=== Excerto apresentado ===
──────────────────────────────

20.                      Por altura da Independência, em 1975, publicou o ensaio “Angola – Estrutura Económica e Classes Sociais”. No ano seguinte, deu à estampa “Quando me Acontece Poesia”; em 1977, “Alguns Poemas”, nos Cadernos “Lavra & Oficina”, da UEA; em 1979, sai da sua pena a peça de teatro “O Círculo de Giz de Bombô”; fez ainda sair, em verso e prosa, em 1982, baseando-se na tradição oral, a obra “Três Histórias Populares”. Henrique Guerra é autor de diversos estudos sobre Literatura Angolana do séc. XIX.

 

21.                      Em 1979, o Professor Manuel Ferreira publicou uma obra intitulada “África: Literatura. Arte. Cultura”, onde inseriu dois capítulos de um texto inédito de Henrique Guerra, escrito em 1961, intitulado “Lípu – Kua – Púkua”.

 

22.                      O seu ensaio sobre a economia da Angola nos últimos anos da ocupação portuguesa, “Angola – Estrutura Económica e Classes Sociais “, foi escrito no período em que estava na cadeia, em Portugal (1964/1973), e é frequentemente referido com uma obra essencial para a compreensão do fenómeno económico e social daquela época.

──────────────────────────────

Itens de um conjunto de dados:
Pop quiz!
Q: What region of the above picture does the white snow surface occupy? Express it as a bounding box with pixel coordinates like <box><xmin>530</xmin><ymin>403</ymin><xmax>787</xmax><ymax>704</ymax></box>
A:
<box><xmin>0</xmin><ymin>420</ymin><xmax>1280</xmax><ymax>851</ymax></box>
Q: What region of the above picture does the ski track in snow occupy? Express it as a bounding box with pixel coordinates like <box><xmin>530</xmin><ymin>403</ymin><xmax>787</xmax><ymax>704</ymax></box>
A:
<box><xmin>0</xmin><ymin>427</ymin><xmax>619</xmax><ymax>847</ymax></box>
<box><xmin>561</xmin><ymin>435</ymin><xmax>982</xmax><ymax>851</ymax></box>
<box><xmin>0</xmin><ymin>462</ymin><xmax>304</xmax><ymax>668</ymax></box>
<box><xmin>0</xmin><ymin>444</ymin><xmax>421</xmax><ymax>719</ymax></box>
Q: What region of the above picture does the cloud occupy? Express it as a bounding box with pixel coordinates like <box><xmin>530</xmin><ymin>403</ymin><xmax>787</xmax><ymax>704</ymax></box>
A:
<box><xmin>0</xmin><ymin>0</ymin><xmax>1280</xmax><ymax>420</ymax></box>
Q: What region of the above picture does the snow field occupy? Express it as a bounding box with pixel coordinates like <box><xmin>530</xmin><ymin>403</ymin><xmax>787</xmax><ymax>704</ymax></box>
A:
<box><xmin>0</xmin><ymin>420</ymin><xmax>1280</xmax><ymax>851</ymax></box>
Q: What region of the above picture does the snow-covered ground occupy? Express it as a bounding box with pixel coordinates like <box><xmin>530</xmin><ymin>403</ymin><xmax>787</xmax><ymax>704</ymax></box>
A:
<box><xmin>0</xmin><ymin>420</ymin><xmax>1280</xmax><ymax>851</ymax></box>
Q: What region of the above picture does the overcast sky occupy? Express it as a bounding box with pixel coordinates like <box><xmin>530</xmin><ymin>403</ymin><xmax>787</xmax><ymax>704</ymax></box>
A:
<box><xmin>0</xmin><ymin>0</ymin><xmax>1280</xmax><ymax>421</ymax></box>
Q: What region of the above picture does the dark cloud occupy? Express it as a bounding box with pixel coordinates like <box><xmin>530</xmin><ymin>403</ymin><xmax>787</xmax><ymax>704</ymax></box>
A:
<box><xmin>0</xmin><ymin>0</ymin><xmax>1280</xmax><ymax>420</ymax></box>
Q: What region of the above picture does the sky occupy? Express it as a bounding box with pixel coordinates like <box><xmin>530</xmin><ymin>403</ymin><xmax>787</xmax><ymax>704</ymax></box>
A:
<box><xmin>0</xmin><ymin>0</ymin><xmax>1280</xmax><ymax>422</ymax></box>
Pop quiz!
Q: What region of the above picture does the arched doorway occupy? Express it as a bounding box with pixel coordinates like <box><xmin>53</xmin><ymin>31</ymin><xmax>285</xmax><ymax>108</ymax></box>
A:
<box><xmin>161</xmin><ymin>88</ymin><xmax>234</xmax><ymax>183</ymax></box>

──────────────────────────────

=== O que fazer ===
1. Segundo o excerto sobre Henrique Guerra, onde e em que período foi escrito o ensaio "Angola – Estrutura Económica e Classes Sociais"?
2. Prolonga o excerto sobre Henrique Guerra a partir do ponto em que termina.
Os registos constituem material independente do excerto.

=== Respostas por tarefa ===
1. Na cadeia, em Portugal, entre 1964 e 1973.

2.
 

23.                      Henrique Guerra tem sido um associativista por natureza. Ele participou na fundação da União dos Escritores Angolanos, onde exerceu o cargo de Secretário para as Actividades Culturais. Participou, igualmente, na fundação da União Nacional dos Artistas Plásticos de Angola (UNAP), de que foi Presidente da Direcção em duas Comissões Directivas (1984 e 1988). Como artista plástico ganhou dois prémios de desenho e pintura (1955 e 1958) e foi Secretário-Geral da Associação Bantu dos Artistas Plásticos (1985).

 

24.                      Em 2013, o escritor Henrique Guerra foi distinguido pelo Ministério da Cultura de Angola com um Diploma de Mérito, pelo seu contributo para a valorização da literatura angolana desde a “Geração da Mensagem”, e pelo seu trabalho de investigação no campo da literatura tradicional e o seu envolvimento em outros domínios da cultura nacional. A Ministra da Cultura, Rosa Cruz e Silva, fez questão de reconhecer a dívida que até então persistia para com Henrique Lopes Guerra.

 

25.                      A presente obra de Henrique Guerra, “O Tocador de Quissanje” é um conjunto de 6 contos, escolhidos de um caderno escrito no início dos anos sessenta e guardado durante décadas pelo seu amigo, Cândido da Velha. São vivências tiradas dentro de si, e que o autor publica pela primeira vez. São, pois, inéditos.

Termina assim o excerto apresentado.